##### DATA TO USE #####

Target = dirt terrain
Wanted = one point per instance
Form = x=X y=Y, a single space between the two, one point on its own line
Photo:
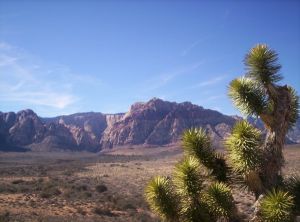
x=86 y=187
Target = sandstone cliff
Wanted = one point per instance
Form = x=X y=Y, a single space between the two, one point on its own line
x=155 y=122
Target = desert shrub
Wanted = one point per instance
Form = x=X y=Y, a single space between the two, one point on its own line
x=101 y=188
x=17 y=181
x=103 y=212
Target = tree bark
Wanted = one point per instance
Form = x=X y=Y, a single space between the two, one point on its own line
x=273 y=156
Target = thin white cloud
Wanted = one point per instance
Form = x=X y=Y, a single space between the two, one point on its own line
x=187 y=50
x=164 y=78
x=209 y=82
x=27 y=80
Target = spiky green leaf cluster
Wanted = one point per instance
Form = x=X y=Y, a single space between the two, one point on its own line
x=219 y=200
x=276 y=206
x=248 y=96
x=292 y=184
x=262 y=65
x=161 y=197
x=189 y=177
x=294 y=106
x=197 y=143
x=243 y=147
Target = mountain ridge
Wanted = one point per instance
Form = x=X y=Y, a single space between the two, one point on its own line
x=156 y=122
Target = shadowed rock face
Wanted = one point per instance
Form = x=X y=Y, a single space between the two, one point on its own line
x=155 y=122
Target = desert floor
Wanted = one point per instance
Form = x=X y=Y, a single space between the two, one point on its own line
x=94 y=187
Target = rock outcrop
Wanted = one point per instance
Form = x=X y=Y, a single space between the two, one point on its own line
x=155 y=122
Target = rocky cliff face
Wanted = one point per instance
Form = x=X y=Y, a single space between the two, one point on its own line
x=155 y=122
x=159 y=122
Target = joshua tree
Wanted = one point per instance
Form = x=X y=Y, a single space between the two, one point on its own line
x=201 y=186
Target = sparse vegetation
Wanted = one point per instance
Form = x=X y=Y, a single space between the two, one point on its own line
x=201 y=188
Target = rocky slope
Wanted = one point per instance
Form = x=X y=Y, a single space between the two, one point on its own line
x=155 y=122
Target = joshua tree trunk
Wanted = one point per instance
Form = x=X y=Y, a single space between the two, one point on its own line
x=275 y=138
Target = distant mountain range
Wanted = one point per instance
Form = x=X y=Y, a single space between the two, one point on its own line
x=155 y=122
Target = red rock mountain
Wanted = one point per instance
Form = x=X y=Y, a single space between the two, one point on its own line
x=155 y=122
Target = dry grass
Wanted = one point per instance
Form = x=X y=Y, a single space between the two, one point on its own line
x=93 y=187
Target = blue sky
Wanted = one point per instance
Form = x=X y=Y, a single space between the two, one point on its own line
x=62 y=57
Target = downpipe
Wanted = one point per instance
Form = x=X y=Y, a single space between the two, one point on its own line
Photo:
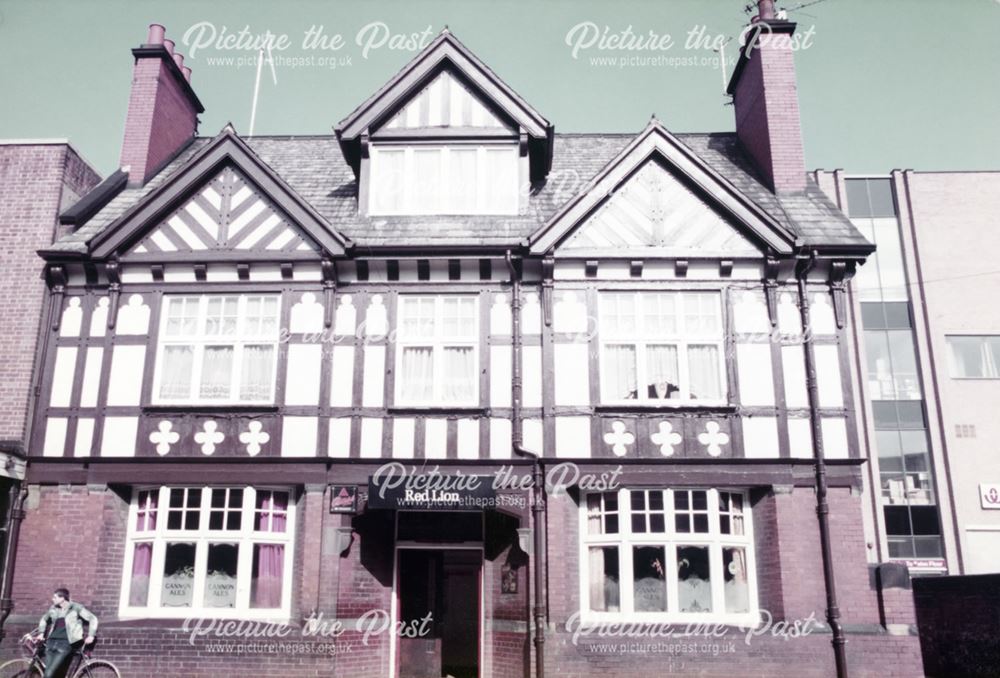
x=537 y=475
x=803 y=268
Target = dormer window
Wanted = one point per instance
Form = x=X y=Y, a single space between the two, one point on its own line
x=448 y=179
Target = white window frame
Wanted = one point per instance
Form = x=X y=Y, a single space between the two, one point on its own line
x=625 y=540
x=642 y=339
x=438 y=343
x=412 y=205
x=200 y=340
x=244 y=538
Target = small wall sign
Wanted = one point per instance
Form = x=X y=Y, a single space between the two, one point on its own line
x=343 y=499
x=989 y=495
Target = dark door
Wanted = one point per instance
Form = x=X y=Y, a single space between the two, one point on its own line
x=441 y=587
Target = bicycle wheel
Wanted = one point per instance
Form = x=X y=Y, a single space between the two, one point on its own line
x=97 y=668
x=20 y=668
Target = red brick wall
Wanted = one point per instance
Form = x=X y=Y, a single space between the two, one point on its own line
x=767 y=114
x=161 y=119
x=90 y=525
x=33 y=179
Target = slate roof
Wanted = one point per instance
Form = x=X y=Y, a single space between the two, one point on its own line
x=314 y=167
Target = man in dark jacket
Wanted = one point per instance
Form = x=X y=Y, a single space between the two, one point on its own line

#####

▶ [WRITTEN TASK]:
Copy out the material above with "one point for each instance" substituted for every occurrence of "one point per instance" and everything else left unchanged. Leave the pictures out of the copy.

▶ [SOLUTION]:
Target = dirt terrain
Wanted = one point for each instance
Form = x=X y=Y, a single space between the two, one point on its own line
Photo:
x=86 y=187
Target = sandstone cliff
Wanted = one point for each instance
Form = x=X y=Y, a single space between the two, one point on its own line
x=155 y=122
Target = desert shrub
Wanted = one point for each instance
Form = x=X y=Y, a single space between the two, one point on its own line
x=101 y=188
x=17 y=181
x=103 y=212
Target = tree bark
Wanted = one point for each instance
Form = x=X y=Y, a single space between the two, one point on its own line
x=273 y=156
Target = thin white cloud
Wanted = one point for each instance
Form = x=X y=Y, a single space between the two, one point on its own line
x=187 y=50
x=164 y=78
x=209 y=82
x=27 y=80
Target = spiky green leaf cluster
Wanted = one point for each instance
Form = x=X y=Y, a single space between the two, one point on its own line
x=219 y=200
x=276 y=206
x=248 y=96
x=292 y=184
x=262 y=65
x=161 y=197
x=189 y=177
x=294 y=106
x=197 y=143
x=243 y=147
Target = mountain ridge
Wanted = one point for each instance
Form = x=X y=Y, a single space between the two, one point on its own line
x=156 y=122
Target = shadowed rock face
Wanted = one point for each instance
Form = x=X y=Y, a single space between the two, one point on its own line
x=155 y=122
Target = desert floor
Wanted = one point for each instance
Form = x=X y=Y, a single space between the two, one point on its own line
x=94 y=187
Target = rock outcrop
Wanted = one point for each instance
Form = x=X y=Y, a single space between the two, one point on its own line
x=155 y=122
Target = rocky cliff face
Wanted = one point for each instance
Form = x=X y=Y, a single space between the two, one point on its own line
x=155 y=122
x=159 y=122
Target = joshua tree
Wanted = one point for each instance
Form = x=X y=Y, a single space between the two, one point on its own line
x=201 y=186
Target = sparse vegetation
Wanted = one point for each instance
Form = x=X y=Y, a single space between the two, one point on its own line
x=201 y=188
Target = rocky slope
Wanted = one point for each instance
Form = x=X y=Y, a single space between the two, one point on its own line
x=155 y=122
Target = joshua tree trunk
Wanted = one point for each instance
Form = x=X y=Y, a single space between the two, one point on its own line
x=275 y=138
Target = distant mountain range
Wanted = one point for each instance
Form = x=X y=Y, a single space between the two, one point on its own line
x=155 y=122
Target = red rock mountain
Wanted = one point for each instance
Form = x=X y=Y, a single space between the two, one point on its own line
x=155 y=122
Target = dry grass
Wanted = one point for each instance
Form = x=X y=Y, a single space between the two, one point on its own line
x=93 y=187
Target = blue sky
Wanted = one point for each instance
Form = x=X y=Y, a single space between the two, one point on its own line
x=62 y=57
Target = downpipe
Wanted = one point for each instance
Form = x=X y=Y, a single space between the two, one point on its own line
Photo:
x=537 y=475
x=803 y=268
Target = dormer window
Wanted = one point for each instance
Form = x=X y=Y, a single space between the two, one point on its own line
x=448 y=179
Target = white window frame
Wanted = one point for each instance
Form = x=X y=Y, a single space between the two, one point on its own line
x=625 y=540
x=642 y=339
x=438 y=343
x=412 y=205
x=200 y=340
x=244 y=538
Target = small wall sign
Wanted = one point for each instance
Form = x=X y=Y, a single space between the two, one point on its own line
x=343 y=499
x=989 y=495
Target = dark door
Wanted = one point for each instance
Form = x=X y=Y, a single space between the two, one point on its own line
x=441 y=587
Target = bicycle wheel
Wanted = one point for each instance
Form = x=X y=Y, a single space between the two, one point on its own line
x=97 y=668
x=20 y=668
Target = red brick wall
Wanted = one point for each instance
Form = x=X y=Y, a single space between the two, one point on its own line
x=767 y=114
x=161 y=119
x=90 y=525
x=33 y=179
Target = slate roof
Wanted = one point for each instance
Form = x=X y=Y, a single space between the two, one point on its own line
x=314 y=167
Target = man in dark jacket
Wanted = one point for each instance
Form = x=X y=Y, a single space between the two, one point on its own line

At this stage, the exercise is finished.